Data for this task START
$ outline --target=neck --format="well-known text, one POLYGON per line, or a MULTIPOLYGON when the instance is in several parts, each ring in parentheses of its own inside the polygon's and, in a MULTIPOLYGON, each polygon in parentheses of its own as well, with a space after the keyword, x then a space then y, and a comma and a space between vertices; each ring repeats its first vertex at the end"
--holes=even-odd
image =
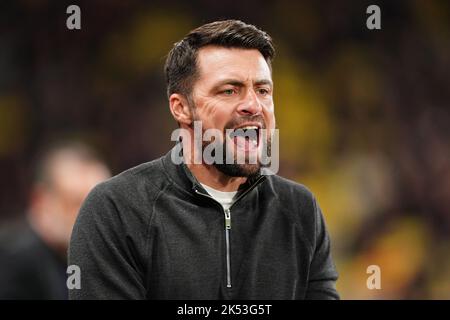
POLYGON ((239 186, 247 181, 247 177, 230 177, 219 171, 214 165, 194 163, 194 155, 189 152, 193 148, 183 147, 185 163, 195 178, 203 184, 219 191, 231 192, 239 189, 239 186))
POLYGON ((246 177, 227 176, 213 165, 187 164, 187 167, 200 183, 219 191, 236 191, 241 184, 247 181, 246 177))

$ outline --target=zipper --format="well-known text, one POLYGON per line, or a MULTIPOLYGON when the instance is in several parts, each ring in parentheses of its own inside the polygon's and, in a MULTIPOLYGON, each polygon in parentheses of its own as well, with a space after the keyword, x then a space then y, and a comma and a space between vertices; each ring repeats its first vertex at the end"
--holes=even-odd
POLYGON ((248 188, 247 190, 245 190, 245 192, 242 193, 242 194, 241 194, 241 195, 233 202, 233 204, 230 206, 230 209, 231 209, 232 206, 235 205, 236 202, 238 202, 238 201, 241 200, 243 197, 245 197, 245 195, 246 195, 247 193, 249 193, 250 191, 252 191, 253 189, 255 189, 255 187, 256 187, 262 180, 264 180, 264 179, 265 179, 265 176, 259 177, 258 180, 256 180, 256 181, 252 184, 252 186, 251 186, 250 188, 248 188))
POLYGON ((231 211, 226 209, 225 213, 225 244, 227 254, 227 288, 231 288, 231 255, 230 255, 230 230, 231 230, 231 211))
POLYGON ((227 263, 227 288, 231 288, 231 254, 230 254, 230 230, 231 230, 231 211, 230 209, 224 210, 222 205, 208 194, 201 193, 198 189, 194 189, 195 192, 201 196, 210 198, 217 203, 222 209, 225 216, 225 254, 227 263))
POLYGON ((240 199, 242 199, 247 193, 249 193, 251 190, 253 190, 262 180, 264 177, 259 177, 258 180, 250 187, 248 188, 244 193, 242 193, 236 201, 233 202, 233 204, 228 209, 223 209, 222 205, 216 201, 213 197, 211 197, 208 194, 204 194, 200 191, 198 191, 197 188, 195 188, 195 193, 210 198, 215 203, 217 203, 220 208, 222 208, 224 216, 225 216, 225 254, 226 254, 226 263, 227 263, 227 288, 231 288, 231 254, 230 254, 230 231, 231 231, 231 207, 234 206, 236 202, 238 202, 240 199))

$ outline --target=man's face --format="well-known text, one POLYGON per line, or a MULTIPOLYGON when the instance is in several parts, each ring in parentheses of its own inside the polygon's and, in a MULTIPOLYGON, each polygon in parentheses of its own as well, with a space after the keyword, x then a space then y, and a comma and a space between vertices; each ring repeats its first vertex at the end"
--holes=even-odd
MULTIPOLYGON (((198 52, 197 68, 199 77, 192 91, 194 120, 202 122, 203 131, 223 132, 224 154, 236 150, 246 159, 260 159, 263 143, 259 129, 275 128, 272 75, 262 54, 256 49, 207 46, 198 52), (225 139, 227 129, 238 128, 257 128, 256 139, 233 133, 225 139)), ((270 134, 267 140, 270 145, 270 134)), ((235 164, 215 166, 229 176, 250 176, 260 169, 259 160, 236 164, 236 154, 234 160, 235 164)))
POLYGON ((65 249, 69 243, 81 204, 91 189, 108 179, 108 168, 99 162, 82 161, 70 152, 61 152, 50 161, 51 185, 39 189, 33 214, 41 216, 46 237, 65 249), (44 222, 43 222, 44 221, 44 222))

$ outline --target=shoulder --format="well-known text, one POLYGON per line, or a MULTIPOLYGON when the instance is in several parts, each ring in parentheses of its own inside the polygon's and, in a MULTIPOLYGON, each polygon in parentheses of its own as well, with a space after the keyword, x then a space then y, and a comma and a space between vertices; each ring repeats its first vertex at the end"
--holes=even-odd
POLYGON ((77 220, 84 224, 110 223, 118 229, 146 225, 153 204, 169 184, 161 158, 140 164, 96 185, 77 220))
POLYGON ((280 177, 268 176, 268 188, 277 199, 278 208, 297 225, 300 234, 314 247, 320 209, 311 190, 305 185, 280 177))
POLYGON ((123 200, 152 199, 168 184, 161 158, 142 163, 99 183, 90 197, 123 200))
POLYGON ((315 205, 315 197, 305 185, 278 175, 267 176, 269 187, 282 200, 288 203, 315 205))
POLYGON ((153 204, 168 184, 164 176, 159 158, 96 185, 77 216, 72 250, 82 250, 80 244, 95 237, 95 241, 105 246, 128 238, 137 248, 144 248, 153 204))

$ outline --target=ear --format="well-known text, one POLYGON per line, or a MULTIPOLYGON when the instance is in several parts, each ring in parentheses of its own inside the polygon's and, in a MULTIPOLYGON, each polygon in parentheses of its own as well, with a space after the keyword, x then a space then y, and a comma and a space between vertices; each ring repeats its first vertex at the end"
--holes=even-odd
POLYGON ((191 108, 189 107, 187 99, 183 95, 179 93, 172 93, 169 97, 169 106, 170 112, 172 112, 172 115, 176 121, 180 124, 184 123, 188 126, 192 124, 193 116, 191 108))
POLYGON ((48 210, 49 191, 42 183, 35 183, 30 192, 29 207, 30 214, 34 216, 42 215, 48 210))

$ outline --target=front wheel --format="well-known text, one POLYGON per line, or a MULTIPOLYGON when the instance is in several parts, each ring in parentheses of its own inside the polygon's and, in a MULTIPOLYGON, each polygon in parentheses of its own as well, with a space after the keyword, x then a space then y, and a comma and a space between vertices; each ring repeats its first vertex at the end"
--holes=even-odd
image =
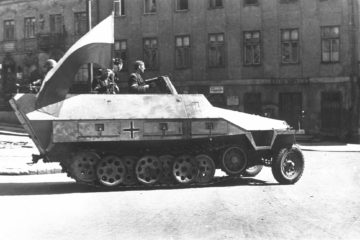
POLYGON ((272 164, 272 173, 280 184, 294 184, 304 172, 304 156, 298 146, 283 148, 272 164))

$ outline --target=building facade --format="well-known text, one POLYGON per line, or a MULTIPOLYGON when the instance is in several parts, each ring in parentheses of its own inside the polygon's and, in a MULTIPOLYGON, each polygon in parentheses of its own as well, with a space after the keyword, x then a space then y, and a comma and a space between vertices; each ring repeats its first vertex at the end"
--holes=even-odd
MULTIPOLYGON (((13 93, 44 76, 47 59, 59 60, 88 31, 86 6, 86 0, 0 1, 0 109, 9 109, 13 93)), ((87 85, 86 69, 77 82, 87 85)))
MULTIPOLYGON (((47 58, 86 32, 86 2, 0 1, 2 93, 41 75, 47 58)), ((124 92, 142 59, 146 77, 168 75, 180 93, 205 94, 216 106, 312 135, 359 135, 359 0, 91 2, 93 25, 114 11, 124 92)), ((86 90, 86 69, 78 75, 86 90)))
POLYGON ((143 59, 149 77, 169 75, 181 93, 214 105, 309 134, 359 135, 357 0, 101 4, 100 18, 115 12, 115 52, 128 71, 143 59))

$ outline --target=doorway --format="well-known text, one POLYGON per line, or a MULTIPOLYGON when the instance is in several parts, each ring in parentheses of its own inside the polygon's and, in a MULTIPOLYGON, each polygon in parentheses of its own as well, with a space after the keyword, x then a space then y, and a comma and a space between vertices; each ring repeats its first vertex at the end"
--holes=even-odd
POLYGON ((262 115, 261 93, 247 92, 244 94, 244 112, 262 115))
POLYGON ((341 127, 341 92, 321 93, 321 130, 337 134, 341 127))
POLYGON ((285 92, 279 94, 279 117, 296 130, 302 128, 302 93, 285 92))

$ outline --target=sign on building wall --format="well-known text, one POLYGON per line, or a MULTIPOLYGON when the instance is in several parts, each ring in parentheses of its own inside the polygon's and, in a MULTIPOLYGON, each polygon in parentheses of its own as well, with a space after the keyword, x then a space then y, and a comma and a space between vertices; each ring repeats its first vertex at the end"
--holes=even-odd
POLYGON ((3 51, 4 52, 14 52, 16 50, 15 42, 4 42, 3 51))
POLYGON ((210 86, 209 93, 222 94, 224 93, 224 86, 210 86))
POLYGON ((272 85, 297 85, 297 84, 309 84, 309 78, 273 78, 271 79, 272 85))

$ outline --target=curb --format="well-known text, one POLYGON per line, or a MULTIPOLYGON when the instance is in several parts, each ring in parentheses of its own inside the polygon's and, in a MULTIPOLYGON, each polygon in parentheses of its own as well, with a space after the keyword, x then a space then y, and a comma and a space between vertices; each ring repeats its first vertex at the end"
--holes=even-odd
POLYGON ((38 175, 62 173, 58 163, 39 163, 34 165, 0 166, 0 175, 38 175), (48 164, 48 166, 46 166, 48 164))
POLYGON ((24 169, 2 169, 0 175, 2 176, 17 176, 17 175, 41 175, 41 174, 57 174, 62 173, 61 169, 37 169, 37 170, 24 170, 24 169))
POLYGON ((326 150, 326 149, 310 149, 310 148, 301 148, 304 152, 329 152, 329 153, 335 153, 335 152, 360 152, 360 150, 326 150))
POLYGON ((40 175, 62 173, 59 163, 43 163, 28 165, 27 163, 0 165, 0 175, 40 175))
POLYGON ((0 134, 6 135, 28 135, 25 129, 19 124, 0 122, 0 134))
POLYGON ((8 135, 8 136, 19 136, 19 137, 29 137, 29 134, 22 133, 22 132, 14 132, 14 131, 4 131, 0 128, 1 135, 8 135))
POLYGON ((347 144, 347 145, 334 145, 334 146, 321 146, 321 145, 301 145, 299 144, 302 151, 308 152, 360 152, 359 144, 347 144))

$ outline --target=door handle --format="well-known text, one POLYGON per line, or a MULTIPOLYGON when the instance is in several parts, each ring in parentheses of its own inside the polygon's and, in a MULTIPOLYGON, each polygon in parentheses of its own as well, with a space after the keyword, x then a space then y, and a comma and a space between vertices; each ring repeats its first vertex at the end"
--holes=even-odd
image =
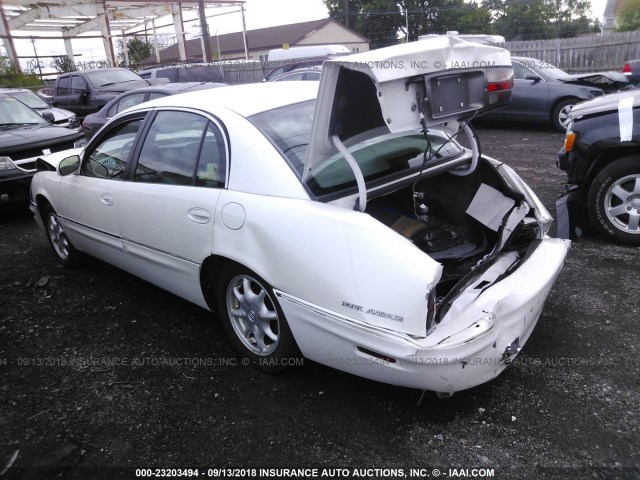
POLYGON ((113 205, 113 195, 111 195, 110 193, 102 194, 100 196, 100 203, 106 205, 107 207, 110 207, 111 205, 113 205))
POLYGON ((189 218, 189 220, 195 223, 204 224, 209 223, 209 220, 211 220, 211 214, 204 208, 190 208, 189 212, 187 213, 187 217, 189 218))

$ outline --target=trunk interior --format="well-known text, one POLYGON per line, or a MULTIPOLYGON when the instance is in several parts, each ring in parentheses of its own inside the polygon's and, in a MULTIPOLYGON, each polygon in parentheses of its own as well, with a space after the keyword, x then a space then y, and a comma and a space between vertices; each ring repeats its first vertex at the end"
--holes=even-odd
MULTIPOLYGON (((456 176, 447 172, 425 176, 414 187, 409 185, 395 190, 371 199, 367 204, 367 213, 409 238, 443 265, 442 278, 436 287, 440 299, 449 294, 480 260, 495 253, 500 230, 488 228, 467 213, 482 184, 516 204, 523 200, 505 185, 491 165, 480 161, 470 175, 456 176)), ((494 208, 491 204, 483 207, 494 208)), ((519 225, 503 251, 522 250, 524 253, 536 238, 536 228, 535 222, 519 225)))

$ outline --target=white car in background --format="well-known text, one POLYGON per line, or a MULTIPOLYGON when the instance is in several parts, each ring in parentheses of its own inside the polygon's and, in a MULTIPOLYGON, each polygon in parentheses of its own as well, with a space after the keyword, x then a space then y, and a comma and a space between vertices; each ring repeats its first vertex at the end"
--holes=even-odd
POLYGON ((465 123, 511 87, 508 52, 445 37, 154 100, 40 162, 31 208, 60 262, 217 311, 264 369, 451 394, 517 355, 569 248, 465 123))

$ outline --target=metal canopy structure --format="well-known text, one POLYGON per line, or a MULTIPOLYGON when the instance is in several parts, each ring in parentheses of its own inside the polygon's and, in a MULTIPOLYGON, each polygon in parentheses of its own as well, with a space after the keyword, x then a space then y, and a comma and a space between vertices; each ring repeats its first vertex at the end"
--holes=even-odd
MULTIPOLYGON (((205 8, 240 7, 242 25, 245 34, 244 0, 179 0, 140 2, 132 0, 99 0, 82 2, 74 0, 0 0, 0 38, 10 60, 19 68, 18 55, 14 46, 14 38, 64 39, 67 56, 73 61, 72 38, 103 39, 107 60, 116 64, 113 37, 133 35, 144 31, 156 35, 155 21, 161 17, 172 16, 175 35, 181 60, 186 60, 185 31, 183 12, 192 10, 198 13, 203 43, 209 45, 209 32, 205 18, 205 8), (37 35, 15 35, 12 32, 38 32, 37 35), (44 35, 43 35, 44 32, 44 35), (47 32, 57 35, 48 36, 47 32), (119 32, 119 35, 112 34, 119 32), (93 34, 93 35, 91 35, 93 34)), ((210 51, 205 49, 203 60, 211 61, 210 51), (207 55, 208 54, 208 55, 207 55)), ((125 49, 126 56, 126 49, 125 49)), ((156 56, 159 53, 156 47, 156 56)), ((128 59, 126 59, 128 63, 128 59)))

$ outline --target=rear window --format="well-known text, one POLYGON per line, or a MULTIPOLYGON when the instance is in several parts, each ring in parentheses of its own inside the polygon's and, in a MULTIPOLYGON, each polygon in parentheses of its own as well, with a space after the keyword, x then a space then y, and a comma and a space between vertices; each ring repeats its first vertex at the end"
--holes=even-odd
MULTIPOLYGON (((386 130, 386 129, 385 129, 386 130)), ((346 145, 358 163, 365 181, 377 180, 394 174, 431 167, 462 154, 463 149, 438 130, 429 131, 429 141, 419 131, 378 135, 346 145), (428 153, 425 156, 425 152, 428 153), (428 159, 428 162, 425 160, 428 159)), ((341 154, 336 154, 311 171, 307 186, 316 196, 339 192, 356 186, 353 170, 341 154)))
POLYGON ((251 121, 278 147, 298 178, 302 179, 316 102, 296 103, 268 110, 251 121))
MULTIPOLYGON (((269 110, 254 115, 251 121, 280 150, 296 175, 302 180, 315 101, 269 110)), ((463 154, 464 149, 444 132, 431 128, 428 140, 419 130, 391 133, 380 127, 356 135, 345 142, 355 158, 365 181, 406 175, 463 154), (425 157, 425 152, 431 155, 425 157), (423 165, 425 158, 428 163, 423 165)), ((345 158, 336 153, 320 163, 306 179, 306 185, 321 197, 356 186, 356 178, 345 158)))

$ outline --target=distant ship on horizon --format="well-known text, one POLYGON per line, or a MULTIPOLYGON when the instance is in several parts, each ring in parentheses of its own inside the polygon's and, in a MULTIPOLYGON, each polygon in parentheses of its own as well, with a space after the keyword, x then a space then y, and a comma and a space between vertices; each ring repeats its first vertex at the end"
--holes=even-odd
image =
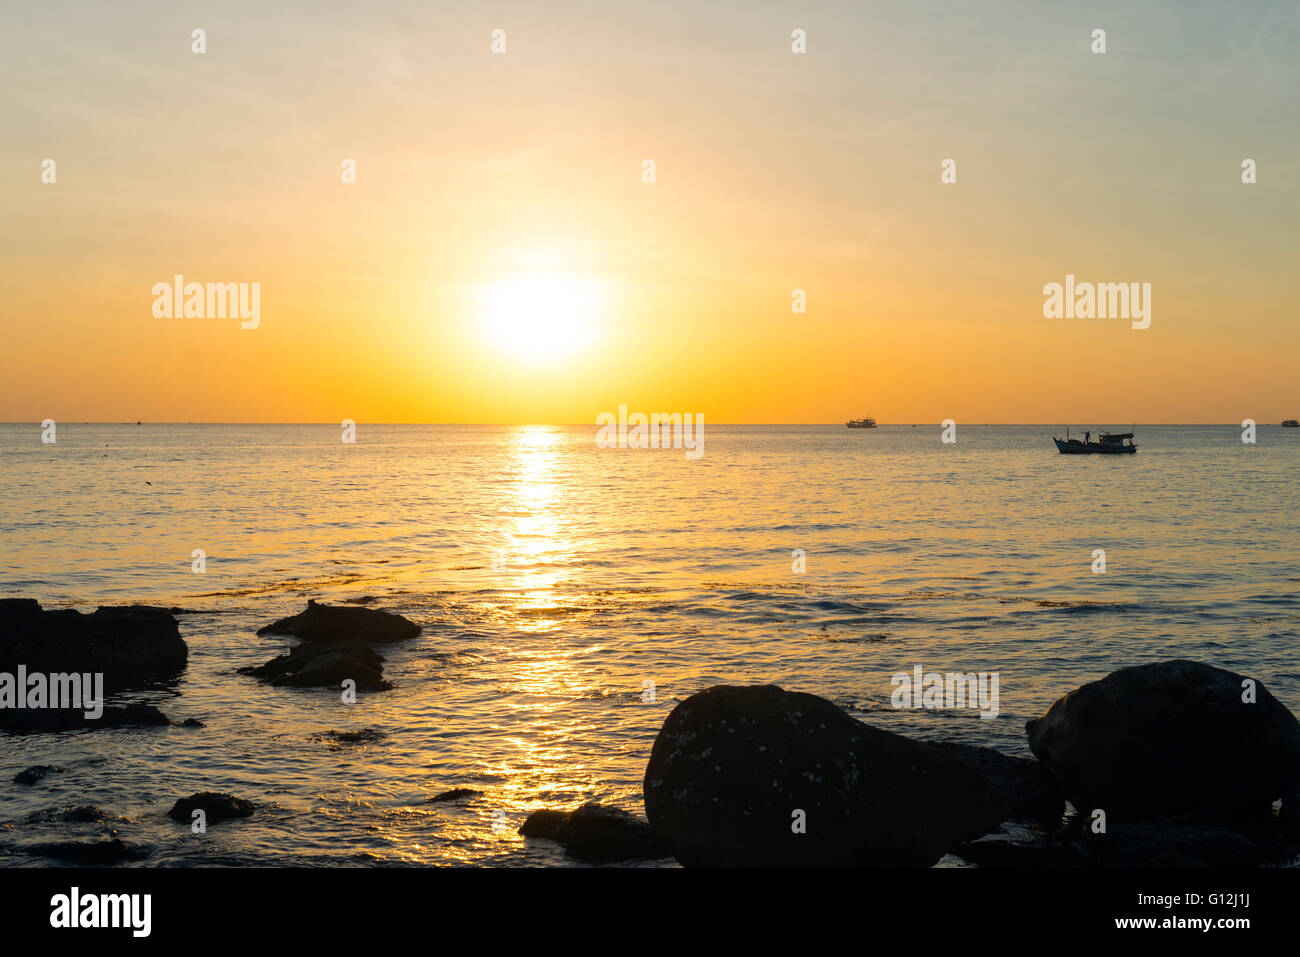
POLYGON ((850 429, 874 429, 876 427, 876 420, 868 415, 863 416, 861 419, 849 419, 849 421, 844 424, 850 429))
POLYGON ((1282 420, 1282 428, 1284 428, 1284 429, 1300 429, 1300 422, 1297 422, 1295 419, 1283 419, 1283 420, 1282 420))

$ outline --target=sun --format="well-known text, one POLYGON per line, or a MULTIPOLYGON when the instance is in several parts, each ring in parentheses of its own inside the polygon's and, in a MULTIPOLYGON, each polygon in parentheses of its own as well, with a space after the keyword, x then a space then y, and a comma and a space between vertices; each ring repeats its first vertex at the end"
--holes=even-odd
POLYGON ((483 326, 520 359, 571 356, 591 341, 603 296, 593 280, 561 273, 512 276, 484 290, 483 326))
Data for this task END
§ **Requirement**
Reproduce each line of the data containing the word "building".

§ **Reply**
$ outline --target=building facade --format="well-known text, one POLYGON per line, or a MULTIPOLYGON when the instance is in several parts, each ring in parentheses of its own inside the polygon's and, in a MULTIPOLYGON, each polygon in parentheses of its own as well, with a space after the keyword, x then a space then y, and a comma and a space between vertices; each ring repeats its first vertex at the end"
$ outline --target=sign on building wall --format="well-known text, one POLYGON per line, or a MULTIPOLYGON when the instance is in several parts, each ring in parentheses of its own inside the polygon's and, in a MULTIPOLYGON, each polygon in parentheses of its own as well, with a space after the keyword, x then a space then y, and a comma and a space between vertices; each ring repeats its first vertex at the end"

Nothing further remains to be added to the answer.